Please copy the items starting at the very beginning and ending with the line that contains "<point>691,105</point>", substituting "pin" for "marker" and leaving everything else unchanged.

Recorded data
## start

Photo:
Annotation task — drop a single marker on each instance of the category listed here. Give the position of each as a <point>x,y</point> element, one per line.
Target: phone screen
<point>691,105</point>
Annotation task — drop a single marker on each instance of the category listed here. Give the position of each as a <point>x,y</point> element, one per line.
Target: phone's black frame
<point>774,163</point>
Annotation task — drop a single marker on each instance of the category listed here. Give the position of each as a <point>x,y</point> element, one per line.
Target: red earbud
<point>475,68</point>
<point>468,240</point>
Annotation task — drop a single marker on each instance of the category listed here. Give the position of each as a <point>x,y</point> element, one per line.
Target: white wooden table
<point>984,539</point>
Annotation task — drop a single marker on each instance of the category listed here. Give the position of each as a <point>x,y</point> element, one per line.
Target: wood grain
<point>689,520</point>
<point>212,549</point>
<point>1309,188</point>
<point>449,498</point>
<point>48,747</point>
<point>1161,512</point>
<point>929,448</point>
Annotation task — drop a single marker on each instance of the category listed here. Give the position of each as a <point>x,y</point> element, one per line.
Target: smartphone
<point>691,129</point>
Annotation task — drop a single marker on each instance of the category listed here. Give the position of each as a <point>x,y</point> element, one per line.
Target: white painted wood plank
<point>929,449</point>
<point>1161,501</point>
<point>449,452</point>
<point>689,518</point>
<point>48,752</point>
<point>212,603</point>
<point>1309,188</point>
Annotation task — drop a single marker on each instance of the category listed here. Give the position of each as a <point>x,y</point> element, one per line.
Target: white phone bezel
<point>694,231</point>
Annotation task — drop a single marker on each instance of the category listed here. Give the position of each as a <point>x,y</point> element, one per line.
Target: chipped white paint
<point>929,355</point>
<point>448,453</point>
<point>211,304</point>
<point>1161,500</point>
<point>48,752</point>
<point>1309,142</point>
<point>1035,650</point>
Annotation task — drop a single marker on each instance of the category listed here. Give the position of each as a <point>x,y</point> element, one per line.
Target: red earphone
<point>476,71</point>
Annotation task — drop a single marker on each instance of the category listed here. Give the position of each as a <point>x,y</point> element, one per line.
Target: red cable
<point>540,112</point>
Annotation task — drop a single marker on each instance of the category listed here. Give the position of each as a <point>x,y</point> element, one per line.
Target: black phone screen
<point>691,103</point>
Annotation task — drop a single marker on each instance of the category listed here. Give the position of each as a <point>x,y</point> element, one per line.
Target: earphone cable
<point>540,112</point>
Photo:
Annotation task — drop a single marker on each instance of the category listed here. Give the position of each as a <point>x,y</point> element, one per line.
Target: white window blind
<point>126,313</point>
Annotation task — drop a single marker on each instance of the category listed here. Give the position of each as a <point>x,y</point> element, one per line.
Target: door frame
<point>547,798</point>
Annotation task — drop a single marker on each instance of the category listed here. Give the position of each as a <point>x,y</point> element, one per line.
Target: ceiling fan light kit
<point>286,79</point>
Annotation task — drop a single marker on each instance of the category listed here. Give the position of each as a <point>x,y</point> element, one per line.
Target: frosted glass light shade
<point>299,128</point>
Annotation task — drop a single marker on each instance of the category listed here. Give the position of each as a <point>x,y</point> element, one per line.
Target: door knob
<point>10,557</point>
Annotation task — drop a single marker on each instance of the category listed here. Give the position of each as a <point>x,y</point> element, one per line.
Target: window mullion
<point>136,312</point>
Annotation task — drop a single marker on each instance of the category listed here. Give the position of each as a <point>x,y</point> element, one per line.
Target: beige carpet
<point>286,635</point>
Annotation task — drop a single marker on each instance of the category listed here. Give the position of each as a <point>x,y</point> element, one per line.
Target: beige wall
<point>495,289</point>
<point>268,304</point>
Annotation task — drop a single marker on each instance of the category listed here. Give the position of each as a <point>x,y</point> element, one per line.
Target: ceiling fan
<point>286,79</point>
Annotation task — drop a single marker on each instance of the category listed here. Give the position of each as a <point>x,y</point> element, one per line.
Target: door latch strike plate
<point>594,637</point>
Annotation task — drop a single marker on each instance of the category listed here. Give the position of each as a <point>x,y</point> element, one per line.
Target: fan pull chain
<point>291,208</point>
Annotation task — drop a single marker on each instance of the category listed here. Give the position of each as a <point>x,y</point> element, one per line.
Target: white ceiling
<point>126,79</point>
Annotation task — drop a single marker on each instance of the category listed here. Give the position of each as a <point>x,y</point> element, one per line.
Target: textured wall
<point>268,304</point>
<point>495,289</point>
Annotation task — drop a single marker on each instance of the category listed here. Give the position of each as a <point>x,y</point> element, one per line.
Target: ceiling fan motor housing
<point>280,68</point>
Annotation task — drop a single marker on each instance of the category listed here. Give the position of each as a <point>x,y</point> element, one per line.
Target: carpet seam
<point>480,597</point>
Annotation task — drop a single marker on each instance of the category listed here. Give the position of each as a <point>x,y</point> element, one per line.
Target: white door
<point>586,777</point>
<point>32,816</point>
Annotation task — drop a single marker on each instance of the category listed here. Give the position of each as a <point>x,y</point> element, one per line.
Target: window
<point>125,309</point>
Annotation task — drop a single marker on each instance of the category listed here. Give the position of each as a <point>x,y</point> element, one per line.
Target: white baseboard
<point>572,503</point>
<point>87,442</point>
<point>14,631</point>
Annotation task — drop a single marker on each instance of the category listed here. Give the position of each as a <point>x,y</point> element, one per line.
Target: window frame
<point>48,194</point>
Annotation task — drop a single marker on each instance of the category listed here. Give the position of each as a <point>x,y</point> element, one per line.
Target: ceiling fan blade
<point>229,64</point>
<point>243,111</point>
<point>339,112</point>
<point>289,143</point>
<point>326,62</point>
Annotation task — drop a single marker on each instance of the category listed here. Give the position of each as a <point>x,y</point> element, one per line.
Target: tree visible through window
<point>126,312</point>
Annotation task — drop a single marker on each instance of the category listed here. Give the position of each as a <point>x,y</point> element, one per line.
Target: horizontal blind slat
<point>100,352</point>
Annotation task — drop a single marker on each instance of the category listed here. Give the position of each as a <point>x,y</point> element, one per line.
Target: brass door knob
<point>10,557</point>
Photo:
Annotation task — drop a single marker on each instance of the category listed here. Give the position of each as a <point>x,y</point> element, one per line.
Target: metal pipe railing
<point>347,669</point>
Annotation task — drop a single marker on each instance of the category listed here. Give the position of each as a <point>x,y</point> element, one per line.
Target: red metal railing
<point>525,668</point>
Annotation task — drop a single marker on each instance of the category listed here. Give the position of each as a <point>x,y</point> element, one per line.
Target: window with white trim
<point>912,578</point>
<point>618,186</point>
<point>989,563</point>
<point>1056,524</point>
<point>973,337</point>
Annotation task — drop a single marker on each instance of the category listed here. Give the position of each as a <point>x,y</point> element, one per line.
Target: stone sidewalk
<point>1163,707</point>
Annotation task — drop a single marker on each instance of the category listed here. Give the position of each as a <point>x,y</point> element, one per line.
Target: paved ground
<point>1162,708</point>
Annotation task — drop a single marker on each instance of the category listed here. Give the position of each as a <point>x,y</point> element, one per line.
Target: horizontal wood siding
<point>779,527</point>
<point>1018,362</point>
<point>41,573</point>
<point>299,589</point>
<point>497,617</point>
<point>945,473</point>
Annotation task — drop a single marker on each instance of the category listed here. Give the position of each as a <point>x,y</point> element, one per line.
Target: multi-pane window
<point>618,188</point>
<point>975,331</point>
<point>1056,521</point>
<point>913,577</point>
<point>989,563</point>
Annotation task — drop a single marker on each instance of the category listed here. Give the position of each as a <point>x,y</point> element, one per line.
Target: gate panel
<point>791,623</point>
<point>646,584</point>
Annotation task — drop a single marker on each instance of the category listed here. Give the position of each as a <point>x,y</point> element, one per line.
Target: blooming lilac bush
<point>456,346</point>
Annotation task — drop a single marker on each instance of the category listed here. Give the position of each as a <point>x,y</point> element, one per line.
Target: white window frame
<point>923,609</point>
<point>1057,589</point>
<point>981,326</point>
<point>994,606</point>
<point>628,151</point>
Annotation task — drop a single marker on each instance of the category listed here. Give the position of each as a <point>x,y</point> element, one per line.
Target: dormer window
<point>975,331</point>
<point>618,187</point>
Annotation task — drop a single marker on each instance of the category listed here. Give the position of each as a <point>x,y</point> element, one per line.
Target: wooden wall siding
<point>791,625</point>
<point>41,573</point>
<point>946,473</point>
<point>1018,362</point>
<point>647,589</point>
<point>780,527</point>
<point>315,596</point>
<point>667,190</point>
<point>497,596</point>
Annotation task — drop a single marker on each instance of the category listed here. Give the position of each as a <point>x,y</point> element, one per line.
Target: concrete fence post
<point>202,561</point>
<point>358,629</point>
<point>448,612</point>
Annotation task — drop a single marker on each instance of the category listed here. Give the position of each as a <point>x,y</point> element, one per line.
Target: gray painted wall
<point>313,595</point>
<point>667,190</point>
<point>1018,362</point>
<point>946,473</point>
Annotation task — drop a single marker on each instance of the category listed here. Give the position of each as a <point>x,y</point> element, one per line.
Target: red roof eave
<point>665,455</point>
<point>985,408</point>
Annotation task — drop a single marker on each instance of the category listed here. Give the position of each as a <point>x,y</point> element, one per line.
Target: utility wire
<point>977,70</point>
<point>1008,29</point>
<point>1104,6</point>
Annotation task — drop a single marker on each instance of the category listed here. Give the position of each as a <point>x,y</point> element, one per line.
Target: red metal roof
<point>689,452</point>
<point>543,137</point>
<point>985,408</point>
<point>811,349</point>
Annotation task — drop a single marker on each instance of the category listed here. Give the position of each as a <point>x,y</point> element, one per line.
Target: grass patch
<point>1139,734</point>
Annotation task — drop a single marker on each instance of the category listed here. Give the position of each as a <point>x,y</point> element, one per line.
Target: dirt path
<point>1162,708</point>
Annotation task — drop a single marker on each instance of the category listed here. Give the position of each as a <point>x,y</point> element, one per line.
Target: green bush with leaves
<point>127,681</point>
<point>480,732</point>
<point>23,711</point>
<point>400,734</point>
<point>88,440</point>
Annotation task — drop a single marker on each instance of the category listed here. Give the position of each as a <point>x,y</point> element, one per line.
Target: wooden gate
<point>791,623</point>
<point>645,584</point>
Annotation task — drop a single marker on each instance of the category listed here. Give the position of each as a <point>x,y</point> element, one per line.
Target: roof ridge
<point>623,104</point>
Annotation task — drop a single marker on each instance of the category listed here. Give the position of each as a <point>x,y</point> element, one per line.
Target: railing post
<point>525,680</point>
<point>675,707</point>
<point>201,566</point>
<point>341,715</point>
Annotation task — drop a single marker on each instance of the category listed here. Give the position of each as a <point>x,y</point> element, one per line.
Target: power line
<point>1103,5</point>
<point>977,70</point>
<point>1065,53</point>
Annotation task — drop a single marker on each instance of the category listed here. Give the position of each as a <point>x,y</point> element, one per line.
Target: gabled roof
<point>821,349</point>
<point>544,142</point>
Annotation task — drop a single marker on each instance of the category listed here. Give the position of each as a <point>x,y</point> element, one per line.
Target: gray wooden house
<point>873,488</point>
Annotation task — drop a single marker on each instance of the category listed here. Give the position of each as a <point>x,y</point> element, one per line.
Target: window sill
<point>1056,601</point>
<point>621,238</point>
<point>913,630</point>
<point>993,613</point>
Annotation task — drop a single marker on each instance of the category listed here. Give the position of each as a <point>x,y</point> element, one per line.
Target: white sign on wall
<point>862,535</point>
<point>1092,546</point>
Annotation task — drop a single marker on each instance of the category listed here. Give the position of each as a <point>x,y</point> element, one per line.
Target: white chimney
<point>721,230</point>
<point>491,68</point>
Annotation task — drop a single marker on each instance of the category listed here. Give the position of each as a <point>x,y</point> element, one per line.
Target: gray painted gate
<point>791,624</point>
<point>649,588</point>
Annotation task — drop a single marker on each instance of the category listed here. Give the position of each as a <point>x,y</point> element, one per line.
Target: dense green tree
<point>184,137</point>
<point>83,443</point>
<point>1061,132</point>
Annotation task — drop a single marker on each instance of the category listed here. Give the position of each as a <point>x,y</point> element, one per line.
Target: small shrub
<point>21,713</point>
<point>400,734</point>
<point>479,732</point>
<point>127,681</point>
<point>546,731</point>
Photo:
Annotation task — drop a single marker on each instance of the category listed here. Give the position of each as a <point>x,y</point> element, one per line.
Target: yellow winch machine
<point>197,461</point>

## end

> _Full response_:
Photo:
Annotation task — drop a single pin on each instance of the category listed here. Give the position of each as a <point>x,y</point> element, one per line.
Target: phone screen
<point>691,105</point>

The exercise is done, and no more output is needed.